▽

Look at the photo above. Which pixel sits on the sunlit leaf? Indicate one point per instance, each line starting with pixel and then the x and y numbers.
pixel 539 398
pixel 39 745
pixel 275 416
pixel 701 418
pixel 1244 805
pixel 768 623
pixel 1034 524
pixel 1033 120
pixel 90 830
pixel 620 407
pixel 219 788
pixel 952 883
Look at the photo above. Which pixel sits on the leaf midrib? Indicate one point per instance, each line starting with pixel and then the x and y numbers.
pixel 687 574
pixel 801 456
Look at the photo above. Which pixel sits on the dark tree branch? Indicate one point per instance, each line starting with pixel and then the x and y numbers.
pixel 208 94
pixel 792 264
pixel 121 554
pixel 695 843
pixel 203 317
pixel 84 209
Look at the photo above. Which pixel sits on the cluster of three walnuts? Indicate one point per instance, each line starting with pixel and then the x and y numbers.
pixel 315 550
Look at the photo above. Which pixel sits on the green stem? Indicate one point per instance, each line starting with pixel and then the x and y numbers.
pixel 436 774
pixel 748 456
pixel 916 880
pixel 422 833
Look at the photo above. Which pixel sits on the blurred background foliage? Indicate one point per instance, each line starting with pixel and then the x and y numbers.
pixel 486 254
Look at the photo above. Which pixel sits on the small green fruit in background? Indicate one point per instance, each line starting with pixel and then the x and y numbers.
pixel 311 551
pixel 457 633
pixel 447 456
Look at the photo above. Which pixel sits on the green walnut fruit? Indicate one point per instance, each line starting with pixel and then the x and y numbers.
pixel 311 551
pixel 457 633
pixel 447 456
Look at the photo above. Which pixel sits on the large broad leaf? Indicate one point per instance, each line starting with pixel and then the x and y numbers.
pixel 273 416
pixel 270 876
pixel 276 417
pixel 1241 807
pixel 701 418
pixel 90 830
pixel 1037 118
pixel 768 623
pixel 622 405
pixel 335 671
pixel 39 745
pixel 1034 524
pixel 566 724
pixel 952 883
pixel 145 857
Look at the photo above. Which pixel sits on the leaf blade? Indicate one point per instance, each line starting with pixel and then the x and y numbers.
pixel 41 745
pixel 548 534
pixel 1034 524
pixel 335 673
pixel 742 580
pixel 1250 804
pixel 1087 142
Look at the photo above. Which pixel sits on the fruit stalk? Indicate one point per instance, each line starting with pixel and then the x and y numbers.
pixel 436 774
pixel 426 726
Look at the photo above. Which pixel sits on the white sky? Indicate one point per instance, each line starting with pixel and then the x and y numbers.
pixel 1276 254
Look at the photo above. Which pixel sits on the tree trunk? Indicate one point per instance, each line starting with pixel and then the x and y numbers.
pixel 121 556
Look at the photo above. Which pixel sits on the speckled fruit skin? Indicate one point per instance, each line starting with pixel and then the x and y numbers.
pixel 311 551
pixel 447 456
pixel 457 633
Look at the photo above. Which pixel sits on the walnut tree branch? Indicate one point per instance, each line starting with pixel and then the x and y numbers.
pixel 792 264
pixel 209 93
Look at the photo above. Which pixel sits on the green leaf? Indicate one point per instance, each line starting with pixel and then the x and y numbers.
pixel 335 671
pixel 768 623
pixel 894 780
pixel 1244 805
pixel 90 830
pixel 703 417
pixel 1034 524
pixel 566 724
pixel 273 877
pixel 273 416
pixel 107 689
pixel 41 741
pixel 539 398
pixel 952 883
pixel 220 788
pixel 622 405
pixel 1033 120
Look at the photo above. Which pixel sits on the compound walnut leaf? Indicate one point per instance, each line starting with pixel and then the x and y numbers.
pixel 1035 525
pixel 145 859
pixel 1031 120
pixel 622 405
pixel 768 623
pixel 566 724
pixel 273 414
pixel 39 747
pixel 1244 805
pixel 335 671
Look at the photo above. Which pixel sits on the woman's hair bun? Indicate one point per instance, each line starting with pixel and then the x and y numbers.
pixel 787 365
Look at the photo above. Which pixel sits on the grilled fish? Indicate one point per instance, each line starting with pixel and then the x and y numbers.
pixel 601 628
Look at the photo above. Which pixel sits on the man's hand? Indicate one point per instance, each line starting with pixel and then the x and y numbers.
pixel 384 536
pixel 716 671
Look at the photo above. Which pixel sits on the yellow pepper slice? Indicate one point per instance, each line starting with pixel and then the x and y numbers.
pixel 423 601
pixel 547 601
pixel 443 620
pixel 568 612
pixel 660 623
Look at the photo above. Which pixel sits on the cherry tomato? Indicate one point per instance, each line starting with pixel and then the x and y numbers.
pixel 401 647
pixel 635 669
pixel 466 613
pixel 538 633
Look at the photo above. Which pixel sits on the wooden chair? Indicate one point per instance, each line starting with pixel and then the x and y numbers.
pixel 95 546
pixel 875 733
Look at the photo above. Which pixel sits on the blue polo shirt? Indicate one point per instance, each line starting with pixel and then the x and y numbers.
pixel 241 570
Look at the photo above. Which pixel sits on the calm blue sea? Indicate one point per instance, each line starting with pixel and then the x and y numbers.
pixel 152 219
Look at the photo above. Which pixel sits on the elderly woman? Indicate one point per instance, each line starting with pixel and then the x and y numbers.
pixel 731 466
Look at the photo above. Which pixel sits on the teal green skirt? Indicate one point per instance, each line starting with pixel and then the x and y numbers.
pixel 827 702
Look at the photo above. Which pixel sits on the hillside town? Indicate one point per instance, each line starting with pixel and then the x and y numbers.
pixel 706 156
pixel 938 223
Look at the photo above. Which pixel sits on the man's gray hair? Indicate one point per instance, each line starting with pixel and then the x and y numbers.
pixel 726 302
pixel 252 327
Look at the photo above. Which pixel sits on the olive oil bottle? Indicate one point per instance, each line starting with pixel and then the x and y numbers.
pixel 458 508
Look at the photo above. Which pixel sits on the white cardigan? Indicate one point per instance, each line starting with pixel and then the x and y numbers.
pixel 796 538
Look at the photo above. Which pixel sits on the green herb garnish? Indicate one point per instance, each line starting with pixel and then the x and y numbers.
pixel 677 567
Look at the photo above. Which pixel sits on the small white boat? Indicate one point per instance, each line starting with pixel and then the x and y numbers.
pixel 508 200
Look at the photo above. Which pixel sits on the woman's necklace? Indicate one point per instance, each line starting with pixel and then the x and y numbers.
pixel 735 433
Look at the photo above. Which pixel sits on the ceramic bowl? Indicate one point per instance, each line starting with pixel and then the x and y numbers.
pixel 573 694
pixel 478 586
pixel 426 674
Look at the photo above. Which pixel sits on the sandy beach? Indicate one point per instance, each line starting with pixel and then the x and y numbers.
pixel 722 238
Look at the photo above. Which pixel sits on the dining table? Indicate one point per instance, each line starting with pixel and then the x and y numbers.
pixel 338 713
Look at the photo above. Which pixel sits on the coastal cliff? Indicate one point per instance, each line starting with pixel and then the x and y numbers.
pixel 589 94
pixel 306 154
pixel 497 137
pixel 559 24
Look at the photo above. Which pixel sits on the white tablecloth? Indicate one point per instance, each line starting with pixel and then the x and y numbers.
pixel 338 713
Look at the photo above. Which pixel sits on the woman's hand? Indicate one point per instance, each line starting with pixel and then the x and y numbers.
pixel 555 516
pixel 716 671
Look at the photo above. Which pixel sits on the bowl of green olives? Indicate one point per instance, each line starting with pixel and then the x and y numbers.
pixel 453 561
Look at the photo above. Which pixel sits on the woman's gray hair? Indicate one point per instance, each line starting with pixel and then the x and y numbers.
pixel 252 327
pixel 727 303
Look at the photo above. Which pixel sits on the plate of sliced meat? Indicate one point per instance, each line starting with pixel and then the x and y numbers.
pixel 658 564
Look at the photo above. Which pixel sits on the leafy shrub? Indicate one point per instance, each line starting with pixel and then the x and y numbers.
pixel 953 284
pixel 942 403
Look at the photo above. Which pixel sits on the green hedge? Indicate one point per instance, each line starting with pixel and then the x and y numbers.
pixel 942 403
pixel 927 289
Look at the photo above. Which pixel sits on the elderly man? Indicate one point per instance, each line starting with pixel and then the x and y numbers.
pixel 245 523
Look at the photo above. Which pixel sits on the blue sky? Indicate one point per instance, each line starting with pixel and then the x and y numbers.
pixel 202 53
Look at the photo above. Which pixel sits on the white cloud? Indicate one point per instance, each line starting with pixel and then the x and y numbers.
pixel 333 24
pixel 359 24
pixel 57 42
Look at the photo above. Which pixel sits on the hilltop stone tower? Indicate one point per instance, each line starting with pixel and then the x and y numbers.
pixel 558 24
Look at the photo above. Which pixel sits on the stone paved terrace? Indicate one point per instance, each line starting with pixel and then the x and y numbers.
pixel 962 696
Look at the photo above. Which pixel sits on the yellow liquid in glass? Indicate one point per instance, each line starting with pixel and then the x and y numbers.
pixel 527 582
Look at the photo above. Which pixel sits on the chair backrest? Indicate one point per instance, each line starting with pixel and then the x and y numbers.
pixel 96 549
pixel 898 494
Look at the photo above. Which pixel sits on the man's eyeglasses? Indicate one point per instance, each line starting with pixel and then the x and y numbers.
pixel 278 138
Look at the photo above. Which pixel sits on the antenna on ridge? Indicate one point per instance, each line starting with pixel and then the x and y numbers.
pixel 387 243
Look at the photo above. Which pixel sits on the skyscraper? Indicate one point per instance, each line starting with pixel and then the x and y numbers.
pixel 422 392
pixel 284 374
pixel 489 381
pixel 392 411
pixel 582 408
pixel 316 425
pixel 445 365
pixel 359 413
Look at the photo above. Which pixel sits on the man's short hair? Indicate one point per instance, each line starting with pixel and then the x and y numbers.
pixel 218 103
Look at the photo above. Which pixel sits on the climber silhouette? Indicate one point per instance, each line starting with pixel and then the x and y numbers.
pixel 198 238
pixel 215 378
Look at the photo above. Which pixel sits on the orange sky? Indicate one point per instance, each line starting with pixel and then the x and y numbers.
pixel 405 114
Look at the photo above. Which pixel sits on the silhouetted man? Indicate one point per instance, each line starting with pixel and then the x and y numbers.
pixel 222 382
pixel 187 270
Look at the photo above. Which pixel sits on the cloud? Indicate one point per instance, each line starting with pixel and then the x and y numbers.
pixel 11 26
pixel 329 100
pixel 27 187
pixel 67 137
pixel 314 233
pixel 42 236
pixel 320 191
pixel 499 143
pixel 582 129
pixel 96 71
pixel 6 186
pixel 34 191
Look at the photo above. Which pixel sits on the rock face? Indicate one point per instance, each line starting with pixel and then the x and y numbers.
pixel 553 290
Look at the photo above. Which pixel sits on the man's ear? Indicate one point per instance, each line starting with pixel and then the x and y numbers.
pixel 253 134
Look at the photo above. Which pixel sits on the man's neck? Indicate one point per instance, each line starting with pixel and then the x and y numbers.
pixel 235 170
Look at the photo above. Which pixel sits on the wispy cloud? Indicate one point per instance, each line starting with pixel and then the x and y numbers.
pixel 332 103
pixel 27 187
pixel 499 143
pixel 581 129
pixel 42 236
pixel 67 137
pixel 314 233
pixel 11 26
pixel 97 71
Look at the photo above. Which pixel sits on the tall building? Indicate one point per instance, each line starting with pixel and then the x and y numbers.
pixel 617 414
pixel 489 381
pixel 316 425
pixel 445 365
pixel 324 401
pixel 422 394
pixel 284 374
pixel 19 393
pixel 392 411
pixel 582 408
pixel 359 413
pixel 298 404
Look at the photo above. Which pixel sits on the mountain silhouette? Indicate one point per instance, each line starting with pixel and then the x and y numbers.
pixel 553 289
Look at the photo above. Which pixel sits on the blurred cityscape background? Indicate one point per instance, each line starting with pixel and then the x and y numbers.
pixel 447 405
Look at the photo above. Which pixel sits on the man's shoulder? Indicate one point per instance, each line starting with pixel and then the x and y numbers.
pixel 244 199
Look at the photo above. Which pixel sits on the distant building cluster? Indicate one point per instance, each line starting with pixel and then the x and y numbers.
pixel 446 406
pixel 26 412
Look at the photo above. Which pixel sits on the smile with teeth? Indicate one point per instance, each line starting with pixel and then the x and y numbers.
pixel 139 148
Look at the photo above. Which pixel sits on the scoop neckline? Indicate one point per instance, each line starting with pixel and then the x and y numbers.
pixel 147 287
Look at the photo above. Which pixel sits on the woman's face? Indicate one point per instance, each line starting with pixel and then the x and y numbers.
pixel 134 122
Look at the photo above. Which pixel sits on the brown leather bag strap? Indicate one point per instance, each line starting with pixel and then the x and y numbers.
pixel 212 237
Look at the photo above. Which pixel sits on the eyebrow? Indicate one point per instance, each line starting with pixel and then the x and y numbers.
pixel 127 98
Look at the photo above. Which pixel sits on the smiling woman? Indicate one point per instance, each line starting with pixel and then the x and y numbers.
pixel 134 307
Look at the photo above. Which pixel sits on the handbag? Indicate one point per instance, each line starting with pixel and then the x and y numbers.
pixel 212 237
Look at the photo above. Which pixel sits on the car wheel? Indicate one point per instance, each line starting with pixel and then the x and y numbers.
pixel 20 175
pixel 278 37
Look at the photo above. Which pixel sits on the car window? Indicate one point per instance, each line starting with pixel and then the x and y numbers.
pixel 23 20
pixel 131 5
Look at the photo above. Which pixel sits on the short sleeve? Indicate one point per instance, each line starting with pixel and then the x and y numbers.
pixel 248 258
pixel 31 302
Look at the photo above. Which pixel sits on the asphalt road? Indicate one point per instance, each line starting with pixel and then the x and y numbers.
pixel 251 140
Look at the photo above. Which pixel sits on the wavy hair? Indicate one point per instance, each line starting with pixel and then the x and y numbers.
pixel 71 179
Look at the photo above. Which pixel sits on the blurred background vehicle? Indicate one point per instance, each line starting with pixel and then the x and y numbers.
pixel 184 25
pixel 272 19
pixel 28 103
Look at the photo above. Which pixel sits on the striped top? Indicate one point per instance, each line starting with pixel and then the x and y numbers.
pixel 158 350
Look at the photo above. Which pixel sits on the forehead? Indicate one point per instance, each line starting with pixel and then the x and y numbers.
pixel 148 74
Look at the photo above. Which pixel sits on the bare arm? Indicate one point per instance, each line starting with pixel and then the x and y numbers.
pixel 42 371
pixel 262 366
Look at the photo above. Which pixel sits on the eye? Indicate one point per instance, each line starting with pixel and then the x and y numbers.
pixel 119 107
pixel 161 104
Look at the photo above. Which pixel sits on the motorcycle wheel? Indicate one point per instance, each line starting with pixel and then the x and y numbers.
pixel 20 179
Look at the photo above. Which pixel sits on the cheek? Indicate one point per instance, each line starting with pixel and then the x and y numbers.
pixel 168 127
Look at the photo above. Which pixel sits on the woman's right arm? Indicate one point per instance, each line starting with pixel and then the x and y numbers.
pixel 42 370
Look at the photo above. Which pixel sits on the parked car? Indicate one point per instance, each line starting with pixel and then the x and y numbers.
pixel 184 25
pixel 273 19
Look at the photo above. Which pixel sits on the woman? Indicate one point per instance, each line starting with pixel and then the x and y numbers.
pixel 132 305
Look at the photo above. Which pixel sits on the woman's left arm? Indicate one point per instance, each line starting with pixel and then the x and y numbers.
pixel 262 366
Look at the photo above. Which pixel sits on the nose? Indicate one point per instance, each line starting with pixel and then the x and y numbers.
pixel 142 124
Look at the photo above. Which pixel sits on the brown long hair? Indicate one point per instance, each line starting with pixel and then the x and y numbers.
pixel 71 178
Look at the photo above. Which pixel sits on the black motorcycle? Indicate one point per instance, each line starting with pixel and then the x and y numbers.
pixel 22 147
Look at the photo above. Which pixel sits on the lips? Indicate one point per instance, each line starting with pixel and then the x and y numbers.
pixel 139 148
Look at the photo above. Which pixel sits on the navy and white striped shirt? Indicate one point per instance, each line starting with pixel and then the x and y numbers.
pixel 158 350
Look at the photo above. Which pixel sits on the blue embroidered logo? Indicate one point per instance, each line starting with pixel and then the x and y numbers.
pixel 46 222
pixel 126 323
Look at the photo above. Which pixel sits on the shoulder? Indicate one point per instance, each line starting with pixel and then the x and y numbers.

△

Copy out word for word the part of the rows above that opens with the line containing "Look at the photo above. Which pixel sits on the compound" and closes with the line containing "pixel 152 219", including both of those lines.

Look at the photo above. Which pixel sits on the compound walnut leaf? Indicate one point per instance, each line starting with pixel and then the x and y numbers.
pixel 1035 525
pixel 145 859
pixel 1031 120
pixel 622 405
pixel 768 623
pixel 566 724
pixel 273 414
pixel 39 747
pixel 1244 805
pixel 335 671
Look at the photo above. Which pixel sits on the woman's hair bun? Indicate one point per instance, each line starting with pixel and then the x and y numbers.
pixel 787 365
Look at the photo above. Which pixel sits on the grilled fish? Indicate one point per instance, each line starting with pixel and then the x and y numbers.
pixel 601 628
Look at the photo above. Which pixel sits on the man's hand? Indicate one point per instance, each line starting with pixel and then the x and y numbers.
pixel 384 536
pixel 716 671
Look at the photo above. Which pixel sits on the yellow pepper slice? Indicate one point per instance, each line starting with pixel and then the x and y numbers.
pixel 423 601
pixel 547 601
pixel 443 620
pixel 568 612
pixel 660 623
Look at the photo above. Which pixel sits on the cherry tomato? Indicate one point per instance, each line starting with pixel and then the x and y numbers.
pixel 401 647
pixel 635 669
pixel 466 613
pixel 538 633
Look at the photo above. Which pixel sits on the wooden chair? Indicate one point per instance, each line starting with pixel and then the x and y numbers.
pixel 95 546
pixel 875 733
Look at the photo above. Which pixel sits on the blue polo shirt? Indicate one point per instance, each line starting with pixel and then the x and y numbers.
pixel 241 570
Look at the photo above. Which pixel sits on the calm blue sea? Indicate one point per instance, each line starting with pixel and then the x and y numbers.
pixel 152 219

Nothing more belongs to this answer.